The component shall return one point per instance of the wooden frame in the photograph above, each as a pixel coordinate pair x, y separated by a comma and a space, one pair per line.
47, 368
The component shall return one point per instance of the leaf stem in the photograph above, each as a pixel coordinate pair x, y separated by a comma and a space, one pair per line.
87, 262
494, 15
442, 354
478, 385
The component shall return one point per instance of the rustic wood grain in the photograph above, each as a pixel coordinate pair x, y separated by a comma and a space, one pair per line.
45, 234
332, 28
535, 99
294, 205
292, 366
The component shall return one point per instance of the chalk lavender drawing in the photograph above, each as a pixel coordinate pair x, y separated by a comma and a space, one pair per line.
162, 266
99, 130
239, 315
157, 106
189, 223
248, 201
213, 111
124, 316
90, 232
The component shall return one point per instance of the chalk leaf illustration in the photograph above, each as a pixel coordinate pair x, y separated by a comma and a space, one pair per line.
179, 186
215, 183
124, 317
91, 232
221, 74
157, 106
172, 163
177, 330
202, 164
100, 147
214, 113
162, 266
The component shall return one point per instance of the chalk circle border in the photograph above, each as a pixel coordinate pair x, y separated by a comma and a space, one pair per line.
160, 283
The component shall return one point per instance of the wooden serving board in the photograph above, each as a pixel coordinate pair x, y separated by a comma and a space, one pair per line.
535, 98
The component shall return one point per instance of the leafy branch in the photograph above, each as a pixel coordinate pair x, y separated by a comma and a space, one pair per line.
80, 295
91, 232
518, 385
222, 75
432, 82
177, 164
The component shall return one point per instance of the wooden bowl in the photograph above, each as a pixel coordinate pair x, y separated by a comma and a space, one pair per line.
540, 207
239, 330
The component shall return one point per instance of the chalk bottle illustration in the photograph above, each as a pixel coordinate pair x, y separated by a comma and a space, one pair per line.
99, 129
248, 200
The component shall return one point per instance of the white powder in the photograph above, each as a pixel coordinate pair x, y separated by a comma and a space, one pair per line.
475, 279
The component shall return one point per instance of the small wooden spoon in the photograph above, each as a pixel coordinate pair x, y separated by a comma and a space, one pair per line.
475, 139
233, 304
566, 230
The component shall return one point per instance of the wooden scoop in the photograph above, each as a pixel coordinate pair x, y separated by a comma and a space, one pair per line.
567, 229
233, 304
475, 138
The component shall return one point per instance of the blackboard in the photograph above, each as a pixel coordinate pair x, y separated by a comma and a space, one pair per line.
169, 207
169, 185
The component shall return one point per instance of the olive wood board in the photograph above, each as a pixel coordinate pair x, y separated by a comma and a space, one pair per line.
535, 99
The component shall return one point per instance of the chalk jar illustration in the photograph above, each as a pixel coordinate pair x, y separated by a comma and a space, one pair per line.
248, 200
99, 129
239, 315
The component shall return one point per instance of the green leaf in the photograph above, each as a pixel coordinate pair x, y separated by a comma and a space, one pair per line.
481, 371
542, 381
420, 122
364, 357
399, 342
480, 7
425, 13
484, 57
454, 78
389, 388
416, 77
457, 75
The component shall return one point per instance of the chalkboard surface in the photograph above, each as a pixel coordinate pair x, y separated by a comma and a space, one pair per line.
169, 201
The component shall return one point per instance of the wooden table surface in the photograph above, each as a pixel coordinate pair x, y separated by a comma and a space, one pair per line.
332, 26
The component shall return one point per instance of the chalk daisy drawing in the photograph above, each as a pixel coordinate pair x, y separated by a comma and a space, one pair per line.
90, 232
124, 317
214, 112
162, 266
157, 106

==

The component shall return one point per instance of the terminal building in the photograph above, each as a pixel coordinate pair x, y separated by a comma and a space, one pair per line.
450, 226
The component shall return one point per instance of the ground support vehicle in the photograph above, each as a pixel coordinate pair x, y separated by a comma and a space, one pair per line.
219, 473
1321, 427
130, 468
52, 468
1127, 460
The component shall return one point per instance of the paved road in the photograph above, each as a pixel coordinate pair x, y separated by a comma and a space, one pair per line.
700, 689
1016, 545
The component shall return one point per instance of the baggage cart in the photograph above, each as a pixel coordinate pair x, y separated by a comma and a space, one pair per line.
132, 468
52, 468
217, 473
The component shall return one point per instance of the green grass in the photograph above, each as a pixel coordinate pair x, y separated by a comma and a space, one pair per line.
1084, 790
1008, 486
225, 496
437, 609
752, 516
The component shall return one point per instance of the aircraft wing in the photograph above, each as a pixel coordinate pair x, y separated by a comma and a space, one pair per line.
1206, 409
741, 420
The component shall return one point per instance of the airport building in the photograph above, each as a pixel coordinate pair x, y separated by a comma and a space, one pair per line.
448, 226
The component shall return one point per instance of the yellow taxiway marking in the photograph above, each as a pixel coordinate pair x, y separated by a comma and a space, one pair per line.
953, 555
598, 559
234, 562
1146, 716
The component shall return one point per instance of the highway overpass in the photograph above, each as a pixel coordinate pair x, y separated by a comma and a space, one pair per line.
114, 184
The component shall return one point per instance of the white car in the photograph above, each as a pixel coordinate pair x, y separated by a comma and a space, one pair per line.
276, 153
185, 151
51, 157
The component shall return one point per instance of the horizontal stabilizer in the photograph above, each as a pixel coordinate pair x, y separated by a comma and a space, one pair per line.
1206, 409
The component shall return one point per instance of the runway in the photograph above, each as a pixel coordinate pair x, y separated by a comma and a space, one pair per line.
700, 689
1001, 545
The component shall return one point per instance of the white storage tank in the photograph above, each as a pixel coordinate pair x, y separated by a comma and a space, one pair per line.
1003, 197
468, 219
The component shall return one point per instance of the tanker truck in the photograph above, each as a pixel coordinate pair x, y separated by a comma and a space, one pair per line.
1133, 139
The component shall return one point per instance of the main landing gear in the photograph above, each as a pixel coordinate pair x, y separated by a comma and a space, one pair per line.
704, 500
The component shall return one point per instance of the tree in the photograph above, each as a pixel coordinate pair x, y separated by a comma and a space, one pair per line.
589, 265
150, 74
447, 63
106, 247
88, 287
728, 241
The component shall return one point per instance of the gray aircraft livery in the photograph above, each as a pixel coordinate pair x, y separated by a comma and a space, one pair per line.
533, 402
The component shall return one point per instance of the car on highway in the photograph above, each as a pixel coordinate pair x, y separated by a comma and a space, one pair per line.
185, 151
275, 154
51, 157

*Short task*
Count the lines in the records above that contain the string "road", treating uppercase and lowercase letters as distinct, and reply with the number alone.

*Result of this exercise*
1